### PROBLEM:
Each line below with the word "segment" needs to be copied.

##### RECORDS FOR THIS TASK

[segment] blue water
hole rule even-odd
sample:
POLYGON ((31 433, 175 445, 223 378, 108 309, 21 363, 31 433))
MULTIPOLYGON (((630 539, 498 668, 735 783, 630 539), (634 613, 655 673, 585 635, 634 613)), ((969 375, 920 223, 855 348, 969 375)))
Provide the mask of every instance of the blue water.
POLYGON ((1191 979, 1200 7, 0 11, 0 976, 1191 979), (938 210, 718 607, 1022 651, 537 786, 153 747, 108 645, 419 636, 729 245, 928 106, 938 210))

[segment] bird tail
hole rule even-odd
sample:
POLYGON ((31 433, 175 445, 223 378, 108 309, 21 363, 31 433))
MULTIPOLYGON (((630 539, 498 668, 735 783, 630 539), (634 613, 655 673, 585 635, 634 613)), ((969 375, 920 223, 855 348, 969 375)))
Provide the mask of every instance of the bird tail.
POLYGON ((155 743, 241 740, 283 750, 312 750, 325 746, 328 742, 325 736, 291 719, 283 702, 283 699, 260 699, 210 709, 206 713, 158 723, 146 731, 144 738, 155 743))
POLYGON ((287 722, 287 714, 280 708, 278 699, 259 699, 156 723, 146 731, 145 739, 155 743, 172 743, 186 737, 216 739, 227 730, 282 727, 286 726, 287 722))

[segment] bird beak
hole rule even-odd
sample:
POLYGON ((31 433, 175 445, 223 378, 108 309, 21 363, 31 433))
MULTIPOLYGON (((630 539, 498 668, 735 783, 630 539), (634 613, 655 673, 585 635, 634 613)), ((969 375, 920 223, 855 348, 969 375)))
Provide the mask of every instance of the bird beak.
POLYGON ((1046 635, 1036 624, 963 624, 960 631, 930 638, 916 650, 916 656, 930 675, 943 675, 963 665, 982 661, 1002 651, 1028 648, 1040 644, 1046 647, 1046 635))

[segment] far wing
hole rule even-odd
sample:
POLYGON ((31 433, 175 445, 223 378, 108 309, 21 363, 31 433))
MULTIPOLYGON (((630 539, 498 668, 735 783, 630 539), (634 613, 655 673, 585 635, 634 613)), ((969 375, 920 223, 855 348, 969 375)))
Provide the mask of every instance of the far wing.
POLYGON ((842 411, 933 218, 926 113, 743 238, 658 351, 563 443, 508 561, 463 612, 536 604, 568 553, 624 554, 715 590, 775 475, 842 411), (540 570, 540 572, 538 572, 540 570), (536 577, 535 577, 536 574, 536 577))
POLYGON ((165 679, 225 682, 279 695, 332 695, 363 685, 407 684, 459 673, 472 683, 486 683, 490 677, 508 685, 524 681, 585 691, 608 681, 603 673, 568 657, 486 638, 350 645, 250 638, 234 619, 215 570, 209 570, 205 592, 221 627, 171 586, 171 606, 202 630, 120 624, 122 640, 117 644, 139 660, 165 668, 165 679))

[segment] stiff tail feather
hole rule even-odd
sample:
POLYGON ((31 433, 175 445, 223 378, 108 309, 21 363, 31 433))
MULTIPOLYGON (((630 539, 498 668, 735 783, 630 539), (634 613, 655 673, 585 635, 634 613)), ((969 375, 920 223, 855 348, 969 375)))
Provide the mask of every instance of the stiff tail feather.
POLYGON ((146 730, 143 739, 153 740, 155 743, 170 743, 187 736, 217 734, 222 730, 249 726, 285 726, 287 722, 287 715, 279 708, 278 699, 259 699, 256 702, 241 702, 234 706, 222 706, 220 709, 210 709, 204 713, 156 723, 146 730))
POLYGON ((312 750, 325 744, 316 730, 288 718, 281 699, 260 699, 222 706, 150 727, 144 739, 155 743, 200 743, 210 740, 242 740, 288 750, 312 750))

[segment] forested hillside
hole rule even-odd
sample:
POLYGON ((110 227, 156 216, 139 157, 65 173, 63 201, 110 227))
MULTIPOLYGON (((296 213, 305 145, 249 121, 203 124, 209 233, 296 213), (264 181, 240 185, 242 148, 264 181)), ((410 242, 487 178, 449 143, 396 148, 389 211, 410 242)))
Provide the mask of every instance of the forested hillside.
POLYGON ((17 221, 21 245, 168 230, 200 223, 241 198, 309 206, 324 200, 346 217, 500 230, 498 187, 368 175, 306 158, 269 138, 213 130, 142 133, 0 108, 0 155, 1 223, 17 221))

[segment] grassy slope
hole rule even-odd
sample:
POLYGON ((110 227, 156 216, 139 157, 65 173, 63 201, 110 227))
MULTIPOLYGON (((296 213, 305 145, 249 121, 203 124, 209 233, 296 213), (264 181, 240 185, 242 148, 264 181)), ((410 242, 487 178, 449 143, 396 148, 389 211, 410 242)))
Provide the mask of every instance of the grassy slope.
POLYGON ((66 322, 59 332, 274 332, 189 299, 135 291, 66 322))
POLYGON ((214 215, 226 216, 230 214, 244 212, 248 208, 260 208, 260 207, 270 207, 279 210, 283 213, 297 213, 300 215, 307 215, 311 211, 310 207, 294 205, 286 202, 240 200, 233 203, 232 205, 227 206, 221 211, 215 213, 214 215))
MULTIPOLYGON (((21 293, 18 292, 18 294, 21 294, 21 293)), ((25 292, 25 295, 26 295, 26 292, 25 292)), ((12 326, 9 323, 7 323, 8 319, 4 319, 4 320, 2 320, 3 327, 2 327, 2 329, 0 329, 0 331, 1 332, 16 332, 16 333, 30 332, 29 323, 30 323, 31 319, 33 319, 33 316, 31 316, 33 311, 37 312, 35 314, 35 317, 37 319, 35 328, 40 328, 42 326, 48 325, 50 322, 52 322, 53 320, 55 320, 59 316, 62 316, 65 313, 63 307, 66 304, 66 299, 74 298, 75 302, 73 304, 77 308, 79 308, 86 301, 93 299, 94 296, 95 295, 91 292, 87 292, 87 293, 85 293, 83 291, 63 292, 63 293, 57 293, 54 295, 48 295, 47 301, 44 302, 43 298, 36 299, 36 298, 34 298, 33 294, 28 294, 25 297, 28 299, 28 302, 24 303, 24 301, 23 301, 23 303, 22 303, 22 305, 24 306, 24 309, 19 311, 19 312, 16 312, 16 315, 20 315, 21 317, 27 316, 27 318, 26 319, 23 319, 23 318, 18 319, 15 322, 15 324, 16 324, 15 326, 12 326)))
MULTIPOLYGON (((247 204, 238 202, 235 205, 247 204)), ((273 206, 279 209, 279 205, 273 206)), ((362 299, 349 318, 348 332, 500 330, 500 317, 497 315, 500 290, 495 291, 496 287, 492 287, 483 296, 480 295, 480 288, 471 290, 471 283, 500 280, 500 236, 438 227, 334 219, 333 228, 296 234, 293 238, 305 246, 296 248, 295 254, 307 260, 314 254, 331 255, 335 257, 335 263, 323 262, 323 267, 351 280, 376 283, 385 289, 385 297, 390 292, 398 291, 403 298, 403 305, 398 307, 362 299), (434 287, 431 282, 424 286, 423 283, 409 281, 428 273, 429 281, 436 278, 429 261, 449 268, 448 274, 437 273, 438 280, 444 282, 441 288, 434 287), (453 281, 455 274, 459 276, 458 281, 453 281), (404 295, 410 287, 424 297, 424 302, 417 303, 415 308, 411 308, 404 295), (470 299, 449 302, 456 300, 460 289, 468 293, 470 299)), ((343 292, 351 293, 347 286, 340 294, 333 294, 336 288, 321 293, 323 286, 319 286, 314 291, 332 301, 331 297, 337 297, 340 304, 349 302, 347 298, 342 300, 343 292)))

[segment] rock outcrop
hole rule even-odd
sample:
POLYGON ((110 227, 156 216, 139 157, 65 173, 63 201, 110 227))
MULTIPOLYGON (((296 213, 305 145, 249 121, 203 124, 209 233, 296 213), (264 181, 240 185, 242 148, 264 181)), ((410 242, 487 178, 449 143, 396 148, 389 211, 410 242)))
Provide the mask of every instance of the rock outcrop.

##########

### RESPONSE FOR THIS EXERCISE:
[segment] blue water
[segment] bird tail
[segment] bird beak
[segment] far wing
[segment] stiff tail feather
[segment] forested hillside
[segment] grassy slope
[segment] rock outcrop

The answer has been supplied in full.